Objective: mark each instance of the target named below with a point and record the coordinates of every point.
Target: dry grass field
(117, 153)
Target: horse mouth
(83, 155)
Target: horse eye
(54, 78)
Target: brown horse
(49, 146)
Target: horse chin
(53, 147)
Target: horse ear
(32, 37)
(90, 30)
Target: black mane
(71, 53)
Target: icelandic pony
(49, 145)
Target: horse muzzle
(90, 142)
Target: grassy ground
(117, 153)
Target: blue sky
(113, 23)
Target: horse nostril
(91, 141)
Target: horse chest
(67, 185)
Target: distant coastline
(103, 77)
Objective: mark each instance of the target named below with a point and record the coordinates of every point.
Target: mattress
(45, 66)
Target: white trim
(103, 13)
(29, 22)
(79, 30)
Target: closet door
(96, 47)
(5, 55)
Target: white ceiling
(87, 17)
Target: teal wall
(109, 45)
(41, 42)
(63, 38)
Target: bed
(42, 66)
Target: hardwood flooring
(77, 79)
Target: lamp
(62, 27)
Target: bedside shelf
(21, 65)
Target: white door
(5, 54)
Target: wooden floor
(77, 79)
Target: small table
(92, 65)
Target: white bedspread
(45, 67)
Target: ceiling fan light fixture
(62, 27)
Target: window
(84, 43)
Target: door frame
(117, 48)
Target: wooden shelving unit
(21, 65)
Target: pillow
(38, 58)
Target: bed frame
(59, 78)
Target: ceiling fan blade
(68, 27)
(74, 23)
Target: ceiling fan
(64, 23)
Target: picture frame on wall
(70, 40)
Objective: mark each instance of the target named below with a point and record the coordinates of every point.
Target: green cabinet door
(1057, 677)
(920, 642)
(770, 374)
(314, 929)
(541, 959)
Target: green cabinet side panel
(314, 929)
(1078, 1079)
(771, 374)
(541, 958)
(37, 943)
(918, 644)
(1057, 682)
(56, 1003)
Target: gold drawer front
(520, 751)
# # # # # # #
# Task to complete
Extract the lines above from the one containing "Target: bed frame" to the last line, both included, exactly as written.

# Response
Target: bed frame
(59, 78)
Target: ceiling fan blade
(68, 27)
(74, 23)
Target: ceiling fan
(64, 23)
Target: picture frame on wall
(70, 40)
Objective: mark each instance of the target named below with a point and record the coordinates of every point.
Target: green cabinet door
(1057, 677)
(920, 642)
(770, 374)
(314, 929)
(541, 959)
Target: green cabinet side panel
(314, 929)
(1078, 1079)
(771, 374)
(541, 958)
(37, 943)
(918, 644)
(1057, 682)
(56, 1003)
Target: gold drawer front
(520, 751)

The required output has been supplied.